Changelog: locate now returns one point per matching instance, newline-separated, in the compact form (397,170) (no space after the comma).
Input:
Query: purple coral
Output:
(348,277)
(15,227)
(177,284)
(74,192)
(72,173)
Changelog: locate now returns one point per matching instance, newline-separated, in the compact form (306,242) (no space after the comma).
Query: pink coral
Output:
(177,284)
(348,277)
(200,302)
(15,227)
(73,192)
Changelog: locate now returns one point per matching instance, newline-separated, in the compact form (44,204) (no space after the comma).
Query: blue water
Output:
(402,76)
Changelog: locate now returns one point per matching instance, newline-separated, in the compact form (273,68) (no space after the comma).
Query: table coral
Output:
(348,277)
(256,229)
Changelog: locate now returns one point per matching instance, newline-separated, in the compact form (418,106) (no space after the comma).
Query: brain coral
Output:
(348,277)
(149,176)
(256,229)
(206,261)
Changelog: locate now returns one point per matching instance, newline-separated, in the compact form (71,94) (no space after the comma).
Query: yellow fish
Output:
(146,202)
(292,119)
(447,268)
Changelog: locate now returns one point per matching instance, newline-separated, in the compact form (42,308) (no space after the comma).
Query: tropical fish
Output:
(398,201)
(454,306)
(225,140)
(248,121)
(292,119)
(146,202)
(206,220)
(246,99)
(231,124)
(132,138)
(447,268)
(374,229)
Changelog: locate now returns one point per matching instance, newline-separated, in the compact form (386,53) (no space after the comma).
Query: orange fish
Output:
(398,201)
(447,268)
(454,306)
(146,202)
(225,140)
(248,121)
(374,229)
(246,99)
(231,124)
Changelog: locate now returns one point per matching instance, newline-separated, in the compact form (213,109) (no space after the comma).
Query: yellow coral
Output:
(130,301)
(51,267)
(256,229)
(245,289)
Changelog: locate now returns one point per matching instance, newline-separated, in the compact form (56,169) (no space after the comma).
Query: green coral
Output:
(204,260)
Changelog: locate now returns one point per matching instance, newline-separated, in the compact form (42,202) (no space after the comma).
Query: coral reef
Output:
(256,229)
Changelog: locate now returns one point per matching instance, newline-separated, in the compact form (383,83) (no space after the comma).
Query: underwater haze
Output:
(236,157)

* * * * * * *

• Problem statement
Write the listing out again, matching every line exactly.

• Task solution
Changelog: locate now returns one point per matching instance, newline-separated, in the compact form (397,170) (no space after the comma).
Input:
Query: purple coral
Output:
(348,277)
(15,227)
(177,284)
(74,192)
(72,173)
Changelog: locate now returns one point per matching instance, newline-separated, in the compact form (306,242) (no space after the comma).
Query: pink coral
Output:
(177,284)
(348,277)
(200,302)
(15,227)
(73,192)
Changelog: locate now returns one point per matching instance, newline-separated, in the compact form (44,204) (no space after the comma).
Query: blue water
Output:
(402,76)
Changelog: locate now returns one point per matching instance, newline-separated, in the compact form (273,68) (no space after the comma).
Query: table coral
Output:
(348,277)
(256,229)
Changelog: locate now returns one point per matching instance, newline-separated, in the compact form (418,106) (no space after the comma).
Query: brain coral
Output:
(348,277)
(149,176)
(256,229)
(206,261)
Changelog: locate now returns one point per matching instance, newline-separated, in the compact form (71,94) (no space after the comma).
Query: yellow fish
Output:
(146,202)
(292,119)
(447,268)
Changelog: locate now returns one point per matching instance, newline-separated, in the compact form (42,308) (no space after the comma).
Query: tropical fish
Output:
(398,201)
(454,306)
(225,140)
(248,121)
(292,119)
(146,202)
(206,220)
(246,99)
(231,124)
(132,138)
(447,268)
(374,229)
Changelog: locate now returns one point per matching instance, newline-separated, in the compact form (386,53) (no space after the comma).
Query: orange fish
Output:
(398,201)
(447,268)
(454,306)
(146,202)
(225,140)
(248,121)
(374,229)
(246,99)
(231,124)
Changelog: locate now returns one point per matching instance, newline-separated, in the compact form (213,109) (no space after the comma).
Query: yellow coral
Output:
(130,301)
(51,267)
(256,229)
(245,289)
Changelog: locate now returns one point per matching instance, newline-separated, in the compact form (56,169) (no space after the comma).
Query: green coral
Output:
(204,260)
Changelog: locate now returns one point per matching instance, newline-separated, in the compact form (42,202) (no space after the comma).
Query: coral reef
Output:
(256,229)
Changelog: locate now returns one point per matching instance, newline-separated, in the compact form (383,83) (no space after the comma).
Query: underwater haze
Output:
(236,157)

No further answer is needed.